__Given request__. Return every line of the data below unchanged, keeping the original order.

(Records from a dataset)

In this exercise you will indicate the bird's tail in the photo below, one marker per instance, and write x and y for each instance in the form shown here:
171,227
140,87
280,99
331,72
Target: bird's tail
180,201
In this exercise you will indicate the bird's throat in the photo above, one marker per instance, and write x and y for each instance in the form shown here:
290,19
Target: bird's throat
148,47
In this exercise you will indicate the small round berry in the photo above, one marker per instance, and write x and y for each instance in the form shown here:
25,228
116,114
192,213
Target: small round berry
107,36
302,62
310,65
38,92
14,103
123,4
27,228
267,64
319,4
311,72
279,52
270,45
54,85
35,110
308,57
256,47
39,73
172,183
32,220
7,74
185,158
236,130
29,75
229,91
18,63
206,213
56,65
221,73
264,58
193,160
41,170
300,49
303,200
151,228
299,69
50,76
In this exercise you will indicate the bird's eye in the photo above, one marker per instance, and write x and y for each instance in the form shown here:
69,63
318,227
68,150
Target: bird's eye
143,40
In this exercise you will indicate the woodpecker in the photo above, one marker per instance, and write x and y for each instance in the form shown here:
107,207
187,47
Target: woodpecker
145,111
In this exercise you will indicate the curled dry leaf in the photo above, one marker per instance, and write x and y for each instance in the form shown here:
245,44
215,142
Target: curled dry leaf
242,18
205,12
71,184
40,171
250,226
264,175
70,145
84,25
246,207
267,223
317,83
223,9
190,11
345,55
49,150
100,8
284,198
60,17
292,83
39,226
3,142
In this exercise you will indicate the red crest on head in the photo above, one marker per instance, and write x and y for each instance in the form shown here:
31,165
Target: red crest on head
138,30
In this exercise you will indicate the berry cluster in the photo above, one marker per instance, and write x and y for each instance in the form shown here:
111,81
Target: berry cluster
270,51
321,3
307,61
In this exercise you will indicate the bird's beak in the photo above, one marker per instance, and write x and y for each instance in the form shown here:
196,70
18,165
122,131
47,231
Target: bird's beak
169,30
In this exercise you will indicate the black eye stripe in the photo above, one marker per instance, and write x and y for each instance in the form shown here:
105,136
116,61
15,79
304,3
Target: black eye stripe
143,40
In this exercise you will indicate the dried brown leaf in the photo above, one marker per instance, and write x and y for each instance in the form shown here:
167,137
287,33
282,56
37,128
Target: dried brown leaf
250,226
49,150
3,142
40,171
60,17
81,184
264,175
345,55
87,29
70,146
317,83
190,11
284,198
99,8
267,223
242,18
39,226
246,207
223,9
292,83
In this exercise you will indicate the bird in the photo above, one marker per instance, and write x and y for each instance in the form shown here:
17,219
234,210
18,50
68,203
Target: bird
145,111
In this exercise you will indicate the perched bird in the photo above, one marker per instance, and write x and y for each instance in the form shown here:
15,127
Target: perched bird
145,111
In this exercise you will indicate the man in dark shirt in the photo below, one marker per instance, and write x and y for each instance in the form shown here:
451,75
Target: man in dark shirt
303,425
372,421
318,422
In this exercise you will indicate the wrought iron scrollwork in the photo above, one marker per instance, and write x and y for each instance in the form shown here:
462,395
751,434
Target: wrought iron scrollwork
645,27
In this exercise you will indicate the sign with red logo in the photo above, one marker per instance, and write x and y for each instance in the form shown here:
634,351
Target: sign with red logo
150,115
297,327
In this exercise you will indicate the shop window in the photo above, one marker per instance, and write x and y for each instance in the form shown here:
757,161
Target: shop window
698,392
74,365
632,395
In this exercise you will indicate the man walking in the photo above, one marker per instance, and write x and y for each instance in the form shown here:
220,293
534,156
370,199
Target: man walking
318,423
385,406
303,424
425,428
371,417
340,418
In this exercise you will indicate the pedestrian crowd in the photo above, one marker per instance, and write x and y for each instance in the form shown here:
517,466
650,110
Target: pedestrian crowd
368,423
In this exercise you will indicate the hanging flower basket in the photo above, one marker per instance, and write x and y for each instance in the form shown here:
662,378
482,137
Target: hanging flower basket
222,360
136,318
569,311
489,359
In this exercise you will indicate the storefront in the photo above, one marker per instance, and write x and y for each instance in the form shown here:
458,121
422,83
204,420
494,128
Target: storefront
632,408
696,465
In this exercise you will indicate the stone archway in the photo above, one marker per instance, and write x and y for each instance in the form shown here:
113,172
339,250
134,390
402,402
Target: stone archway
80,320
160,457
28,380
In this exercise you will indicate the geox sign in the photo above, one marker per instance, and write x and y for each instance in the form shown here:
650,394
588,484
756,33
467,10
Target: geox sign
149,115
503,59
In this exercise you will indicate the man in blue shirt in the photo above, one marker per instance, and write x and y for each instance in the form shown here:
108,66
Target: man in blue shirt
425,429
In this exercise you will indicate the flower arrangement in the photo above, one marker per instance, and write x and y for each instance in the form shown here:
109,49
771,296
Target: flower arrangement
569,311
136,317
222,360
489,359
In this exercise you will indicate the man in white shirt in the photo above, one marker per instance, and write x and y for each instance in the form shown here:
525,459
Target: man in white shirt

__Written response__.
In this exercise you will indicate the bird's tail in the photo below, one marker per instance, and write x and y for each instance in the form shown here:
171,227
140,87
280,99
331,72
Target: bird's tail
180,201
In this exercise you will indicate the bird's throat in the photo above, one marker per instance, and write x and y for each instance in the form shown here:
290,19
Target: bird's throat
148,47
In this exercise you will indicate the small round berry in the photo above, one marker per instance, and write x and y for each instance in the form shown here:
25,228
116,114
192,213
Target: small round berry
107,36
302,62
310,65
38,92
14,103
123,4
27,228
267,64
319,4
311,72
279,52
270,45
54,85
35,110
308,57
256,47
39,73
172,183
32,220
7,74
185,158
236,130
29,75
229,91
18,63
206,213
56,65
221,73
264,58
193,160
41,170
300,49
303,200
151,228
299,69
50,76
In this exercise you will indicate the bird's eye in the photo above, one marker per instance, and write x and y for each instance in the form shown here:
69,63
318,227
68,150
Target: bird's eye
143,40
In this exercise you will indicate the woodpecker in the photo above, one marker per instance, and write x and y for each instance in the form shown here:
107,207
187,47
Target: woodpecker
145,111
In this exercise you will indicate the curled dry leaf in the photo above, one marker per instance, and write x and y for each instance in the form shown here:
245,44
215,142
Target: curled dry leaf
242,18
205,12
71,184
40,171
250,226
264,175
70,145
84,25
246,207
267,223
317,83
223,9
190,11
345,55
49,150
100,8
284,198
60,17
292,83
39,226
3,142
In this exercise you will indicate the red crest on head in the photo above, one marker per instance, and write x and y for each instance in the form shown here:
31,165
Target: red crest on head
138,30
In this exercise you will indicate the berry cluster in the photo above, one marker per instance, and write x and y for each instance in the form shown here:
111,81
Target: berry cluster
270,51
321,3
307,61
In this exercise you will indicate the bird's beak in the photo above, one marker per instance, and write x and y for each instance in the form shown here:
196,70
18,165
122,131
47,231
Target: bird's beak
169,30
In this exercise you will indicate the black eye stripe in the photo above, one marker per instance, and write x and y for each instance in the form shown here:
105,136
116,61
15,79
304,3
Target: black eye stripe
143,40
In this exercise you will indicate the dried brown leaf in the photo above, one marker per instance, and write x and y for each instance in the form shown here:
167,137
287,33
282,56
37,128
Target: dried brown leaf
250,226
49,150
3,142
40,171
60,17
81,184
264,175
345,55
87,29
70,146
317,83
190,11
284,198
99,8
267,223
242,18
39,226
246,207
223,9
292,83
In this exercise you will indicate the bird in the photo above, one marker per instance, and write x and y for each instance in the form shown here:
17,219
234,210
18,50
68,203
Target: bird
145,111
In this exercise you will indicate the perched bird in the photo above, one marker per instance, and write x and y for each instance in the form shown here:
15,127
Target: perched bird
145,111
In this exercise you will indicate the man in dark shirt in the photo below, one marker per instance, and write x and y for each instance in the form shown here:
451,75
Target: man in dark shirt
303,425
372,421
318,422
In this exercise you will indicate the wrought iron scrollwork in the photo above, one marker per instance, and write x and y for each instance in the form shown here:
462,395
751,434
Target: wrought iron scrollwork
645,27
In this exercise you will indicate the sign with red logo in the photo above, one marker per instance, and write x and y for each instance in the form shown here:
634,351
Target: sign with red logo
150,115
297,327
In this exercise you will indicate the shop window in the photo above, one marker per instance, and write x and y for each instance in the form shown here:
757,161
Target: shop window
698,392
74,365
632,395
In this exercise you will indicate the man walking in the photo above, one marker per instance, and write x and y for each instance in the form shown here:
220,293
534,156
370,199
Target: man walking
318,423
385,406
303,424
425,428
371,417
340,418
In this exercise you will indicate the pedestrian crowd in the photo above, one marker per instance, and write x and y for each instance in the form shown here:
517,466
650,110
Target: pedestrian crowd
368,423
In this exercise you will indicate the hanging flower basket in the photo above, one marker per instance, and write x and y for each instance in the form shown here:
662,378
482,137
Target: hanging flower basket
222,360
136,318
569,311
489,359
In this exercise you will indicate the storefront in the photo above, one marker per instance, and write x and y for each instance in the form shown here:
458,121
422,83
204,420
494,128
Target: storefront
632,408
696,465
In this exercise you will indicate the stone archway in the photo above, one marker per instance, and write x and y for each instance in the form shown here:
113,172
339,250
134,390
402,402
Target: stone archway
80,320
160,457
28,380
In this exercise you will indicate the geox sign in the photo above, one marker per instance, and write x and y for each instance in the form shown here:
650,394
588,484
756,33
467,10
Target: geox sign
149,115
503,59
In this exercise you will indicate the man in blue shirt in the photo above, one marker per instance, and write x and y for each instance in the form shown here:
108,66
Target: man in blue shirt
425,429
In this exercise you will indicate the flower arrangement in the photo above, one marker per instance, and write x and y for each instance in the form shown here:
109,49
771,296
Target: flower arrangement
569,311
136,317
222,360
489,359
In this exercise you will indicate the man in white shirt in the photo above, one marker per instance, and write x and y for each instance in the form shown here:
525,459
Target: man in white shirt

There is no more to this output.